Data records
_ _ _ _

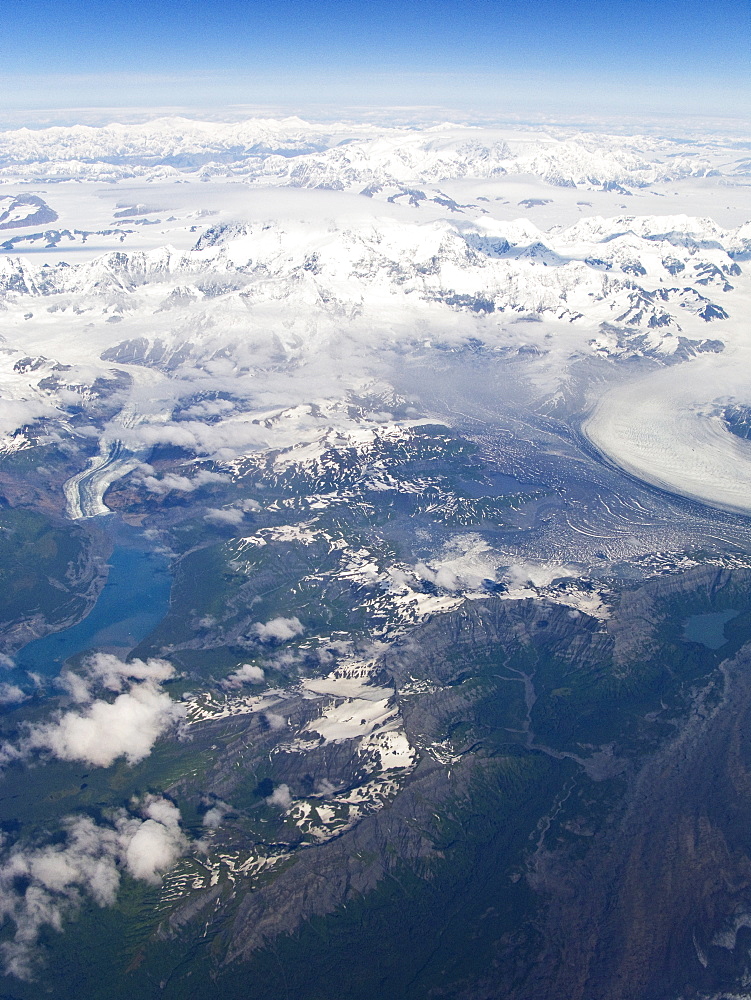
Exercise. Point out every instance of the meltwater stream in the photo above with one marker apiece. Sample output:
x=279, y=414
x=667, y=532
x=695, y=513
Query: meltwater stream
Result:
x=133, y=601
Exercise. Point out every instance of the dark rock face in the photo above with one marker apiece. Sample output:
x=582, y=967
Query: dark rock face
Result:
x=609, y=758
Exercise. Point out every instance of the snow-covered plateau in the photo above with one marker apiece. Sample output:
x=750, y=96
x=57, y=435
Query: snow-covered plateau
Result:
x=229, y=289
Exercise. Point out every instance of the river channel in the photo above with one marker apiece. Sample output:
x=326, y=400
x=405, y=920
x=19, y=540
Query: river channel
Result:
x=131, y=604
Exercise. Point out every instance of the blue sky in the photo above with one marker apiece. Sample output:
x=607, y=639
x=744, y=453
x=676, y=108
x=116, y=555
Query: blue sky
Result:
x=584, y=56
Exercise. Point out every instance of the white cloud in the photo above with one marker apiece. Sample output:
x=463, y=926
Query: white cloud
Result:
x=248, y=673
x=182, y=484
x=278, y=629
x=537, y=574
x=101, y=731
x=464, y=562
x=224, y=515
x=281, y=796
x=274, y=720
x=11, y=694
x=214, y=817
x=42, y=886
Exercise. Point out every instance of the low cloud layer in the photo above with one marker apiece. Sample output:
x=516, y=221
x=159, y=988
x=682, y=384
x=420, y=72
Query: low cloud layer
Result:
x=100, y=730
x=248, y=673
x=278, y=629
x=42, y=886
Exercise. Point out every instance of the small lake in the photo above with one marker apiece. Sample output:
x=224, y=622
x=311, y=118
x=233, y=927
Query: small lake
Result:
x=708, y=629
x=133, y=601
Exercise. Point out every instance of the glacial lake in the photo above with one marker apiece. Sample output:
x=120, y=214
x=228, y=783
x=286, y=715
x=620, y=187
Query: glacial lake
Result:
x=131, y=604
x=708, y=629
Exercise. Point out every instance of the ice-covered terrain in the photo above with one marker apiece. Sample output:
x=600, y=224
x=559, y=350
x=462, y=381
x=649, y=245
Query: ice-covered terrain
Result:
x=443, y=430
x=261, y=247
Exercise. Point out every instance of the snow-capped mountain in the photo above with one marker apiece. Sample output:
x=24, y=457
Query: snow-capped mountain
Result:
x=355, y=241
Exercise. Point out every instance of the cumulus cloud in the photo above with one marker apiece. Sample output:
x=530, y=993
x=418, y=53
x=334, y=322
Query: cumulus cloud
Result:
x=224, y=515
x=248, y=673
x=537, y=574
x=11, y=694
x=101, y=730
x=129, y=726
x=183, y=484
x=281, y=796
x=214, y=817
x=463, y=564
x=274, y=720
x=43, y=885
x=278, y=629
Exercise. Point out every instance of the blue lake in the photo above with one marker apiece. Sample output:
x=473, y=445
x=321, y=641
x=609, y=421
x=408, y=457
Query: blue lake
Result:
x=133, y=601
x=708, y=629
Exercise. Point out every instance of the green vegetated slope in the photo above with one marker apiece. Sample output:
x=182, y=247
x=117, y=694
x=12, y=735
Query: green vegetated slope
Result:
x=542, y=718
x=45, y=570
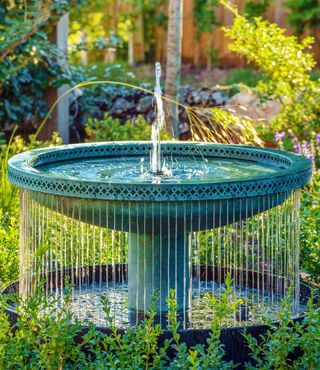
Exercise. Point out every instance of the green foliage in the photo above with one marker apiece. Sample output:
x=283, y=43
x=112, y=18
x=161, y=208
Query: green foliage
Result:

_ _ _ _

- Your instructions: Format every line of the items above as a JSON list of strings, one string per line, with blank lines left out. Don't include the pictures.

- Solution:
[
  "Exercise. Point out every instance of the meltwater stream in the photo above with one marker apiece. Sample output:",
  "x=279, y=414",
  "x=667, y=532",
  "x=695, y=513",
  "Query: meltwater stream",
  "Result:",
  "x=133, y=601",
  "Exercise. Point out every instance of the dark rock face in the photo above with one marker apiece. Sample output:",
  "x=582, y=967",
  "Query: dark rock face",
  "Result:",
  "x=609, y=758",
  "Exercise. Point out every instance of the snow-covered plateau in the photo above with one marker apiece. Sample output:",
  "x=750, y=96",
  "x=57, y=435",
  "Query: snow-covered plateau",
  "Result:",
  "x=229, y=289",
  "Exercise. Point out every instance of the river channel in the photo above with one marker apiece. Sample output:",
  "x=326, y=400",
  "x=405, y=920",
  "x=19, y=540",
  "Query: river channel",
  "Result:",
  "x=131, y=604",
  "Exercise. Point out every instance of the blue sky in the photo above with one marker apiece. Sample output:",
  "x=607, y=639",
  "x=744, y=453",
  "x=676, y=108",
  "x=116, y=555",
  "Query: blue sky",
  "Result:",
  "x=584, y=56",
  "Exercise. Point out every instance of the white cloud in the photo above with one marker apiece. Sample output:",
  "x=463, y=926",
  "Query: white cloud",
  "Result:",
  "x=248, y=673",
  "x=182, y=484",
  "x=278, y=629",
  "x=537, y=574",
  "x=101, y=731",
  "x=464, y=562",
  "x=224, y=515",
  "x=281, y=796",
  "x=274, y=720",
  "x=11, y=694",
  "x=214, y=817",
  "x=42, y=886",
  "Exercise. Point out every instance of the low cloud layer in the photo above with one marker apiece. Sample output:",
  "x=516, y=221",
  "x=159, y=988",
  "x=682, y=384",
  "x=420, y=72",
  "Query: low cloud layer",
  "Result:",
  "x=100, y=730",
  "x=248, y=673",
  "x=278, y=629",
  "x=42, y=886",
  "Exercise. Point out every instance of the small lake in the photo above with one marker apiece. Sample output:",
  "x=224, y=622",
  "x=311, y=118",
  "x=233, y=927",
  "Query: small lake",
  "Result:",
  "x=708, y=629",
  "x=133, y=601",
  "Exercise. Point out every instance of the glacial lake in the photo above with one marker apiece. Sample output:",
  "x=120, y=214",
  "x=228, y=783",
  "x=286, y=715",
  "x=620, y=187",
  "Query: glacial lake",
  "Result:",
  "x=131, y=604",
  "x=708, y=629",
  "Exercise. Point out every instance of the ice-covered terrain in the photo above with one marker apiece. Sample output:",
  "x=600, y=224",
  "x=559, y=350",
  "x=462, y=381",
  "x=649, y=245",
  "Query: ice-covered terrain",
  "Result:",
  "x=443, y=430",
  "x=261, y=247",
  "Exercise. Point out every instance of the snow-capped mountain in the photo above with one marker apiece. Sample output:",
  "x=24, y=457",
  "Query: snow-capped mountain",
  "Result:",
  "x=355, y=241",
  "Exercise. Point out every instance of the cumulus cloud in the photo above with one marker apiece. Sample output:",
  "x=530, y=993",
  "x=418, y=53",
  "x=334, y=322",
  "Query: cumulus cloud",
  "Result:",
  "x=224, y=515",
  "x=248, y=673",
  "x=537, y=574",
  "x=11, y=694",
  "x=101, y=730",
  "x=129, y=726",
  "x=183, y=484",
  "x=281, y=796",
  "x=214, y=817",
  "x=463, y=564",
  "x=274, y=720",
  "x=43, y=885",
  "x=278, y=629",
  "Exercise. Point out every instance of the blue lake in the photo above with one marker apiece. Sample output:",
  "x=473, y=445",
  "x=321, y=641",
  "x=609, y=421",
  "x=408, y=457",
  "Query: blue lake",
  "Result:",
  "x=133, y=601",
  "x=708, y=629",
  "Exercise. Point out every instance of the green vegetated slope in the photo above with one marker apiece. Sample output:",
  "x=182, y=247",
  "x=117, y=694",
  "x=12, y=735",
  "Query: green vegetated slope",
  "Result:",
  "x=542, y=718",
  "x=45, y=570",
  "Exercise. Point out every instance of the green foliage in the photo above with one marker apiece. Sample output:",
  "x=283, y=43",
  "x=112, y=18",
  "x=161, y=208",
  "Query: green foliage",
  "Result:"
]